_Instruction_.
Put the lines of the listing from the line containing "# Looking for the large" through the line containing "(0, 83), (300, 195)" into a Markdown table with the columns Row and Text, numbering each line in Row and skipping blank lines.

_Records from a data collection_.
((

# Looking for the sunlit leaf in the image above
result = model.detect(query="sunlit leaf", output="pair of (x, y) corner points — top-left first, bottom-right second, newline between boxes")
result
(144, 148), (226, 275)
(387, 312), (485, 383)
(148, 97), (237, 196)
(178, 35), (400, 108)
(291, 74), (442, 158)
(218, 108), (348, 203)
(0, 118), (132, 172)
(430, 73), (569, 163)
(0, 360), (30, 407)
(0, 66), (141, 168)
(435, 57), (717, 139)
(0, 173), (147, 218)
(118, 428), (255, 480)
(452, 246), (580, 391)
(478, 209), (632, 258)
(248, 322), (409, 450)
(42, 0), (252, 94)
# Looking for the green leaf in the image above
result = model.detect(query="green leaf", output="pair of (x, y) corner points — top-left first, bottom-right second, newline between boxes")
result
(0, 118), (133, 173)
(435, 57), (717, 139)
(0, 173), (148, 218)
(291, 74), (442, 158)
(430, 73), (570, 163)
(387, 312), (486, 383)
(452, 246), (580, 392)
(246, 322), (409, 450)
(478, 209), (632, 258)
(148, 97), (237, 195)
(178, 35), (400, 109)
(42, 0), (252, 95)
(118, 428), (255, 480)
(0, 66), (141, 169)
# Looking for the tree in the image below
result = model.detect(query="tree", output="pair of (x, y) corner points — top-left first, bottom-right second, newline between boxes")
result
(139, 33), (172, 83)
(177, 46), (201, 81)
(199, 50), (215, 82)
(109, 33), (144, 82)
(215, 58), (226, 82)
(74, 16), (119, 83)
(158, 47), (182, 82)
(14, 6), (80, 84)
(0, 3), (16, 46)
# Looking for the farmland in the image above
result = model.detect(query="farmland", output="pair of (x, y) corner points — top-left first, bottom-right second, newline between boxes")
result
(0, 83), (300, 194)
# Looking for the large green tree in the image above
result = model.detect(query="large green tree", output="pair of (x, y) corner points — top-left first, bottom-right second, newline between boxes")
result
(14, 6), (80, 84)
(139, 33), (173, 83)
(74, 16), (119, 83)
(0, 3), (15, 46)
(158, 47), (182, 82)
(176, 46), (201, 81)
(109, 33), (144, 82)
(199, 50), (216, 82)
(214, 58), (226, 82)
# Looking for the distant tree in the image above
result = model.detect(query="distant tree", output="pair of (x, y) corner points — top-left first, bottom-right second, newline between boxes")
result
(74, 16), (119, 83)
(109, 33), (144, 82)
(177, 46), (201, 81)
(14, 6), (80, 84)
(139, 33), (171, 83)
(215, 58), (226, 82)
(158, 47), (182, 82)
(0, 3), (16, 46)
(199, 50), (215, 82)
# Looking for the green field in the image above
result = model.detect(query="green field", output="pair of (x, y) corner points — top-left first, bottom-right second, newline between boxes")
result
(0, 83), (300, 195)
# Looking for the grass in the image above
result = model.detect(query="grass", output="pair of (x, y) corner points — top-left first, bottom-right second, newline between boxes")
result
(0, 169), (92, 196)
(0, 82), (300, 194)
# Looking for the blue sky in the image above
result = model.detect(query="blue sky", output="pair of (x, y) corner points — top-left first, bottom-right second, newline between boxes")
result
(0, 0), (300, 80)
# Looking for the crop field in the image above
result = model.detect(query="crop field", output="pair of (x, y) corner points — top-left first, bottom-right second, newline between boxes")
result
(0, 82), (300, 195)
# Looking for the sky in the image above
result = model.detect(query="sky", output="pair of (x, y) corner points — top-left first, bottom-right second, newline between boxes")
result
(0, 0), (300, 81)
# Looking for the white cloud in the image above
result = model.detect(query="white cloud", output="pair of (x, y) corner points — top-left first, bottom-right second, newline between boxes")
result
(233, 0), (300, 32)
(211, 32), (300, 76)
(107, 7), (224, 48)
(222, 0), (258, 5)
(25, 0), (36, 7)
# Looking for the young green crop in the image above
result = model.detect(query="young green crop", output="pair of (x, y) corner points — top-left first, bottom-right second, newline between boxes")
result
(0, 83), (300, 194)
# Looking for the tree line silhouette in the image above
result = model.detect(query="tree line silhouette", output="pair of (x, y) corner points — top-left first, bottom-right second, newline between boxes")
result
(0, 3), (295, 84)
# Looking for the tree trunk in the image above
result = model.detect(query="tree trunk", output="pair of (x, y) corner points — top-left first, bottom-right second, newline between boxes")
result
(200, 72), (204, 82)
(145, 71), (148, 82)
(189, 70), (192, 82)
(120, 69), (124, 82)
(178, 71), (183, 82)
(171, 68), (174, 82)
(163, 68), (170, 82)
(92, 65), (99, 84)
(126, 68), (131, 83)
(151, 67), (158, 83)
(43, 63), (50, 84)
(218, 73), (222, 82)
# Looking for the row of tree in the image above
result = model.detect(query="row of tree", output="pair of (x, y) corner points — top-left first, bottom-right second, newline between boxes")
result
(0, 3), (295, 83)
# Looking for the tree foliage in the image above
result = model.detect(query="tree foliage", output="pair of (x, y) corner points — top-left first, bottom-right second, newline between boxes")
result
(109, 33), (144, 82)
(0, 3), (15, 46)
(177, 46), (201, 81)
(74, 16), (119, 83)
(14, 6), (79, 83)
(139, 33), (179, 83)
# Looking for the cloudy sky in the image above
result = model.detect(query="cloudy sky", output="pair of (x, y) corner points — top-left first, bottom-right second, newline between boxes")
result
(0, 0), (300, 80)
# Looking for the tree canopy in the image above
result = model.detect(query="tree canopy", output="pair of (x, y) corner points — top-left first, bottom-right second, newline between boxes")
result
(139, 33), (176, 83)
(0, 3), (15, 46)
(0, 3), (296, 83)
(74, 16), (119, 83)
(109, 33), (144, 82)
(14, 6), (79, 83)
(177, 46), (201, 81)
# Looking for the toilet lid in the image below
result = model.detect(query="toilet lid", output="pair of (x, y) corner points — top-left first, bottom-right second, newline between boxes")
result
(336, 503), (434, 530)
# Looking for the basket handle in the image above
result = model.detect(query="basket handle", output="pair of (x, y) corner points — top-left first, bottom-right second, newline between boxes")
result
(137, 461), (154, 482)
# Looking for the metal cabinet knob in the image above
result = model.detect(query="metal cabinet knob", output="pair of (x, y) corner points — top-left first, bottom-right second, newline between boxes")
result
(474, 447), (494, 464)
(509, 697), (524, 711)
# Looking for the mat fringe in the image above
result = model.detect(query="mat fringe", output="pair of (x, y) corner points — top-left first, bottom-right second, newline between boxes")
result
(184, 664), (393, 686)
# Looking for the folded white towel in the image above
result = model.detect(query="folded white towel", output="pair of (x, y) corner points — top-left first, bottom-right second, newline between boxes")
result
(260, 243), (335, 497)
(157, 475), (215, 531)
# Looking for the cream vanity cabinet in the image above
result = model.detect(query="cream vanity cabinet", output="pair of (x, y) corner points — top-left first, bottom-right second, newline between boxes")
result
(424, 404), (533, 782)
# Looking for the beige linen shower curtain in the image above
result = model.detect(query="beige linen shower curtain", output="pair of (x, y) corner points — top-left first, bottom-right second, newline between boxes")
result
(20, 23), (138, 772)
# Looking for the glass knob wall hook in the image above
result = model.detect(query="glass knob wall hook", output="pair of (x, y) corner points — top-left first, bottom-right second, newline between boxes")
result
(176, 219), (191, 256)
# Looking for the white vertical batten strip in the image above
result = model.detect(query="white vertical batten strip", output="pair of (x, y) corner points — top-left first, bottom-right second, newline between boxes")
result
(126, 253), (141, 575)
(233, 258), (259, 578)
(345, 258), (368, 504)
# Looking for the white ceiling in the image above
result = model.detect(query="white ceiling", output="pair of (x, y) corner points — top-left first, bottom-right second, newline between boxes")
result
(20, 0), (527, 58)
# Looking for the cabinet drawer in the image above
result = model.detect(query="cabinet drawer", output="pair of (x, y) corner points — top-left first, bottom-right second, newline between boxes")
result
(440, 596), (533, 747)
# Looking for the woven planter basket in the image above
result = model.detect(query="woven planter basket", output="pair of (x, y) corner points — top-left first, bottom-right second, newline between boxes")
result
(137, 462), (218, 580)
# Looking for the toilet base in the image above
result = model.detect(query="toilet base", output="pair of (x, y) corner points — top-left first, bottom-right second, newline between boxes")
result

))

_Exercise result_.
| Row | Text |
|---|---|
| 1 | # Looking for the large green tree in the image above |
| 2 | result = model.detect(query="large green tree", output="pair of (x, y) corner points — top-left first, bottom-right second, newline between boxes") |
| 3 | result |
| 4 | (14, 6), (80, 84) |
| 5 | (139, 33), (173, 83) |
| 6 | (74, 16), (119, 83) |
| 7 | (0, 3), (15, 46) |
| 8 | (158, 47), (182, 82) |
| 9 | (176, 46), (201, 81) |
| 10 | (109, 33), (144, 82) |
| 11 | (199, 50), (216, 82) |
| 12 | (214, 58), (226, 82) |
| 13 | # Looking for the distant tree in the image above |
| 14 | result = model.detect(query="distant tree", output="pair of (x, y) corner points — top-left first, bottom-right second, newline between boxes") |
| 15 | result |
| 16 | (74, 16), (119, 83) |
| 17 | (109, 33), (144, 82) |
| 18 | (177, 46), (201, 81) |
| 19 | (14, 6), (80, 84) |
| 20 | (139, 33), (171, 83) |
| 21 | (215, 58), (226, 82) |
| 22 | (158, 47), (182, 82) |
| 23 | (0, 3), (16, 46) |
| 24 | (199, 50), (215, 82) |
| 25 | # Looking for the green field in the image above |
| 26 | result = model.detect(query="green field", output="pair of (x, y) corner points — top-left first, bottom-right second, newline between boxes") |
| 27 | result |
| 28 | (0, 83), (300, 195) |